### What the exercise asks
Within the data below, copy each line where the string "clicks" is found.
*** Opening Source information ***
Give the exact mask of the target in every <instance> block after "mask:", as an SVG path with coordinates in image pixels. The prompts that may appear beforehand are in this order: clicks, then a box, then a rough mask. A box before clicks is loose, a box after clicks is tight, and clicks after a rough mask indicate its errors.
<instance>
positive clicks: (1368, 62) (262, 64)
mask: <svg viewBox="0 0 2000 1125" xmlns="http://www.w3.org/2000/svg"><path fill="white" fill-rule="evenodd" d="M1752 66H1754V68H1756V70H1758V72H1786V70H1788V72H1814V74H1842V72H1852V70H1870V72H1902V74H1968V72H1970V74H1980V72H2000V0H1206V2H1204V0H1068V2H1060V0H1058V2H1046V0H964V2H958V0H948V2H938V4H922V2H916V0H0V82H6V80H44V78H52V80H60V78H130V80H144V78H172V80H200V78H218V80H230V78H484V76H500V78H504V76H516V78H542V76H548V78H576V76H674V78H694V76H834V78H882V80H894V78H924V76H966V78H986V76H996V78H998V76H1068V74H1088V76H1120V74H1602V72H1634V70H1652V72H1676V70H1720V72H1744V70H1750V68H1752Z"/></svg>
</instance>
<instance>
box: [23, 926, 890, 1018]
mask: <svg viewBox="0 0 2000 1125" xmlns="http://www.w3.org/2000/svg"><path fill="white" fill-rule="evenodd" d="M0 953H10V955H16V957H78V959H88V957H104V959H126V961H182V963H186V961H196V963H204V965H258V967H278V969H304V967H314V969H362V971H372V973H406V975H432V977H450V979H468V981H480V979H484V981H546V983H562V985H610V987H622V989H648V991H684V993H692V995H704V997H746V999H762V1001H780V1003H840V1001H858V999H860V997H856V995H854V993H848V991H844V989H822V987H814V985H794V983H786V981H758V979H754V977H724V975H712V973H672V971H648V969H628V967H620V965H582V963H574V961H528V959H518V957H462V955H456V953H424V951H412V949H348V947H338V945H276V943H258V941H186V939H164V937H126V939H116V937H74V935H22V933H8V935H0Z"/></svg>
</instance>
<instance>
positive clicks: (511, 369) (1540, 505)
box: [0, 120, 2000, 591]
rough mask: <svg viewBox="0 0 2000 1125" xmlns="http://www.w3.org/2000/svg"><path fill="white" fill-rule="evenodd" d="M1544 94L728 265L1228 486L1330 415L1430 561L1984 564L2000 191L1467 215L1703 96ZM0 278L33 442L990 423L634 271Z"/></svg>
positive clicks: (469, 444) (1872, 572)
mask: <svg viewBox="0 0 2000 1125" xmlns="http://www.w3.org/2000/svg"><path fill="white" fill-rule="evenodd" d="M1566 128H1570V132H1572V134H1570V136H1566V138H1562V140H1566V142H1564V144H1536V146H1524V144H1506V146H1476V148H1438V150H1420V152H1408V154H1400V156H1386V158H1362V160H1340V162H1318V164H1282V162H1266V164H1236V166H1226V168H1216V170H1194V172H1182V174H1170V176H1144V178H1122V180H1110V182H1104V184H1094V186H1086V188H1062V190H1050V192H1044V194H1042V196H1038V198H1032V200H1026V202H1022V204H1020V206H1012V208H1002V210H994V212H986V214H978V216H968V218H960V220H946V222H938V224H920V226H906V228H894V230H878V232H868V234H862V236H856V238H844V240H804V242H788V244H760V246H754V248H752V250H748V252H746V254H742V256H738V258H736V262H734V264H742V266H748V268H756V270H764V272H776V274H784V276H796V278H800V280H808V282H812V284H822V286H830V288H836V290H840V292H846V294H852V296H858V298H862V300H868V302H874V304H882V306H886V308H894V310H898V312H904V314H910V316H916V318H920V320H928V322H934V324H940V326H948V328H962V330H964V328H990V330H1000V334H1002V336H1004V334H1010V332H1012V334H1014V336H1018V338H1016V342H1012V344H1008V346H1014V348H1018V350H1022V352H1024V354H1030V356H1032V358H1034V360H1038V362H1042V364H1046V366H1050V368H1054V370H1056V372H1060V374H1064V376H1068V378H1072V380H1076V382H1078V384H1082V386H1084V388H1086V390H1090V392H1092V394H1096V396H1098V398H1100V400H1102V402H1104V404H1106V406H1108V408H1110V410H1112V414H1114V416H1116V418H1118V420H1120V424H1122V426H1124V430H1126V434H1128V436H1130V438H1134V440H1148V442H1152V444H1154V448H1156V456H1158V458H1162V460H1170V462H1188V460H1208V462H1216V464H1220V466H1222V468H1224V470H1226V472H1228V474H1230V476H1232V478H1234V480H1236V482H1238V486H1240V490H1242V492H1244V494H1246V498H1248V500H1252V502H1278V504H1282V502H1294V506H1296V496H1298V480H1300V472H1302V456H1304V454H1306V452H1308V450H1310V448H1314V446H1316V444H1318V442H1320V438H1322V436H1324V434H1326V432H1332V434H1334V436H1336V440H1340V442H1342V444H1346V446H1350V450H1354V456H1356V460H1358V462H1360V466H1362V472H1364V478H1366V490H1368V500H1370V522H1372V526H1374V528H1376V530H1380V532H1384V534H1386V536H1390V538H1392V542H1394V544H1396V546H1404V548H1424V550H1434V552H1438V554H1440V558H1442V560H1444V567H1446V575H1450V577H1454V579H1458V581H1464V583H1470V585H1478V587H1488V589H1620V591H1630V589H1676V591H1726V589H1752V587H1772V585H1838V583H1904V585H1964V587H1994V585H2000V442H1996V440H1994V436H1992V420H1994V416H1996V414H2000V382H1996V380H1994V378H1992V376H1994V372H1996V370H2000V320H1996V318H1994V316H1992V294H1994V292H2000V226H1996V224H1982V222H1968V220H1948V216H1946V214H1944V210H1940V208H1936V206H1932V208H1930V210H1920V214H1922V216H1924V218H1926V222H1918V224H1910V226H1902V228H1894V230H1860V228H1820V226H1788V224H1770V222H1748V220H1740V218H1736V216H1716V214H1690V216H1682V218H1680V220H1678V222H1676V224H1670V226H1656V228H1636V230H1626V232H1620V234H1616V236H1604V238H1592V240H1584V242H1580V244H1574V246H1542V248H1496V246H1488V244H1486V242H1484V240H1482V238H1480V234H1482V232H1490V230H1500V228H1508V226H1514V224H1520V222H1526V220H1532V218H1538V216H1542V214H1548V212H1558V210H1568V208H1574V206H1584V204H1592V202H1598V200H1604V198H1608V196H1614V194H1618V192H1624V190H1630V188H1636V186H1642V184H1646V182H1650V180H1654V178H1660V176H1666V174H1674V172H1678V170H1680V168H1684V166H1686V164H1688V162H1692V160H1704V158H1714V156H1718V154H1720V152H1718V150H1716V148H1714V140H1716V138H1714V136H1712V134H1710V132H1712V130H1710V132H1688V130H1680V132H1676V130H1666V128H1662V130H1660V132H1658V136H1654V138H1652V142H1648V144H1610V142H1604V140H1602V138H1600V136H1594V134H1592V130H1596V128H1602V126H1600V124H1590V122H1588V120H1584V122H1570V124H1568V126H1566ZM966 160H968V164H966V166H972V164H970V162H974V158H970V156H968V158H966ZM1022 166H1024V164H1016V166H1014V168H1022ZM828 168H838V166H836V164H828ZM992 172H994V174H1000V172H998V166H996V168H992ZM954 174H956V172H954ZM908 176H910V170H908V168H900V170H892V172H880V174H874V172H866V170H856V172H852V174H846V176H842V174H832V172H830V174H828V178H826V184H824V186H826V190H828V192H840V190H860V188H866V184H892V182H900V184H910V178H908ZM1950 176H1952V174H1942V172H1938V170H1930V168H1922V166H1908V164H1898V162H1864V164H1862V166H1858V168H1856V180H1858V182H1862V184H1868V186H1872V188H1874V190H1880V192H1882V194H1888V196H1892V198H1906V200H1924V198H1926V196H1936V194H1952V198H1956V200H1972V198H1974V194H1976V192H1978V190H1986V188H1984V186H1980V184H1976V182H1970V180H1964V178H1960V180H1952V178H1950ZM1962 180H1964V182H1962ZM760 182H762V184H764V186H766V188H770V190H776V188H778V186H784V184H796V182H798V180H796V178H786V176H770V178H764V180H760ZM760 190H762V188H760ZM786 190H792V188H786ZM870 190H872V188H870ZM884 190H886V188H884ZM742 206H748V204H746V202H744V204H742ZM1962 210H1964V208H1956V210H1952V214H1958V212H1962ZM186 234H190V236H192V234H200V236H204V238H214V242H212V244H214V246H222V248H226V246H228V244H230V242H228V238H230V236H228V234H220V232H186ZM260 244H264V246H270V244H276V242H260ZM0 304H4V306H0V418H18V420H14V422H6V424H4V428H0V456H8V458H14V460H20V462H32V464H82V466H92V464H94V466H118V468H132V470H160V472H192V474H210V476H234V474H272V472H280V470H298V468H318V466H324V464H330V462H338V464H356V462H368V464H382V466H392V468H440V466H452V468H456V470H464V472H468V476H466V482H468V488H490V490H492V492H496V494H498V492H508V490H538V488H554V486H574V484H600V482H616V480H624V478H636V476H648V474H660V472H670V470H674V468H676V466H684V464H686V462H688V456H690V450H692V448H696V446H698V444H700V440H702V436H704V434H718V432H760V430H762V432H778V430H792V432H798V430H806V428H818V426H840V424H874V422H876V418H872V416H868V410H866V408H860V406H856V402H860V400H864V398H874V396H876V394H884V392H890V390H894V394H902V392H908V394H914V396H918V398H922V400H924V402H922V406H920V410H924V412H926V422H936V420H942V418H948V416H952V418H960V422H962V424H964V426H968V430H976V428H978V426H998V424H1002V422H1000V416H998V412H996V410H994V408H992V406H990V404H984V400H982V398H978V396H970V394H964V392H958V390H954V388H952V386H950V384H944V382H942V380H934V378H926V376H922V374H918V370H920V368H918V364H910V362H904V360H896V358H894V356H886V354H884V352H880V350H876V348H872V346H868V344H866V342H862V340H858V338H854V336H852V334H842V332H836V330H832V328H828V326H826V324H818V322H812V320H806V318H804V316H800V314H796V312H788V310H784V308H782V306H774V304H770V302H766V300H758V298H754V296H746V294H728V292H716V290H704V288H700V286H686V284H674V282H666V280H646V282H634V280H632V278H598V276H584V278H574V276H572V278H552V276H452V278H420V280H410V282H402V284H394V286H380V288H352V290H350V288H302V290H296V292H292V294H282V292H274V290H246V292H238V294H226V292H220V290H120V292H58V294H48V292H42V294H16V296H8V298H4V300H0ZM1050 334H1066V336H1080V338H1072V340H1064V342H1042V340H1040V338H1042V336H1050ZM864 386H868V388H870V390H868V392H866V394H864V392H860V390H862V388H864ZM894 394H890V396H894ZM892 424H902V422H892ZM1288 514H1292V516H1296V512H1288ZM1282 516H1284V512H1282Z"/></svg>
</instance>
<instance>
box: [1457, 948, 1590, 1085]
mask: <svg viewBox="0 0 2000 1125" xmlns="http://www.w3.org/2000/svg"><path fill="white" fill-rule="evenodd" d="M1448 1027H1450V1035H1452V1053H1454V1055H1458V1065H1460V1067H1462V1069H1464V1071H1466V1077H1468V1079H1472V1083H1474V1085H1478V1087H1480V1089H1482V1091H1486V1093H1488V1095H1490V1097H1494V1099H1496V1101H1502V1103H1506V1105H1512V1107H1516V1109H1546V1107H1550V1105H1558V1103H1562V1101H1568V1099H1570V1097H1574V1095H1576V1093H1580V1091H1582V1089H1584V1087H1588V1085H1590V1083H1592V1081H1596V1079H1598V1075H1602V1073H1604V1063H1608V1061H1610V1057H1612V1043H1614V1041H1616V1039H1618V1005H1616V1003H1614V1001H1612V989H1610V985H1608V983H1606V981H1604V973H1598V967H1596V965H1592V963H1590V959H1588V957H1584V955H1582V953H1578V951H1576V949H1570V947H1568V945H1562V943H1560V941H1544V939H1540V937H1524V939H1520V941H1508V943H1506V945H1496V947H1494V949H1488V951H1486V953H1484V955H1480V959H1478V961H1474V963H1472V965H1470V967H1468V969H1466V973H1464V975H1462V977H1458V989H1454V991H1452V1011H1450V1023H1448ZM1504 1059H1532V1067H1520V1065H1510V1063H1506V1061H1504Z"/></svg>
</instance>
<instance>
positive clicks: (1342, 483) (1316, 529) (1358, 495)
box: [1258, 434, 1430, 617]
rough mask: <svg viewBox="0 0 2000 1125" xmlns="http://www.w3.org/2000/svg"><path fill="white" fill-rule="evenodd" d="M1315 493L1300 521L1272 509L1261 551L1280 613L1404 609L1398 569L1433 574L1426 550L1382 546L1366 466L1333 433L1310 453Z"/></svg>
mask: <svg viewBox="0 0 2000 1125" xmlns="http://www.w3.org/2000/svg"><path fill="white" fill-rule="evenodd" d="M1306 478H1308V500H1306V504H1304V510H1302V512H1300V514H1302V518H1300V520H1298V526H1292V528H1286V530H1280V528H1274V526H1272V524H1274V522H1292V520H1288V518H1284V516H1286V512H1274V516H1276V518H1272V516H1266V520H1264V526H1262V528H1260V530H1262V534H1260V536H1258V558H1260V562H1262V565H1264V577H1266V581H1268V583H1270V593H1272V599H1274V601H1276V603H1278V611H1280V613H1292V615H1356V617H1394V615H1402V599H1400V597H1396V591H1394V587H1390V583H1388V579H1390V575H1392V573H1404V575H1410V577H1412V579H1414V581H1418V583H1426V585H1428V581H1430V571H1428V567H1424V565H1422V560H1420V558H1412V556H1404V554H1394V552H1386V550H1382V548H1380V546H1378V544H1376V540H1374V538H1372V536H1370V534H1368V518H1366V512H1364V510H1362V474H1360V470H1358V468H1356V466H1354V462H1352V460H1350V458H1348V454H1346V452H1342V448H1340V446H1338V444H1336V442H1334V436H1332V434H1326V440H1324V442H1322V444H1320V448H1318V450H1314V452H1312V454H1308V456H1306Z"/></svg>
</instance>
*** Closing Source information ***
### Output of the exercise
Give the exact mask of the target in every <instance> block after "mask:", as an SVG path with coordinates in image pixels. The prompts that may appear beforehand are in this order: clicks, then a box, then a rough mask. A box before clicks is loose, a box after clicks is tight, and clicks after a rough mask indicate its errors.
positive clicks: (1368, 62) (262, 64)
positive clicks: (511, 369) (1540, 505)
positive clicks: (469, 444) (1872, 572)
positive clicks: (1342, 483) (1316, 529) (1358, 495)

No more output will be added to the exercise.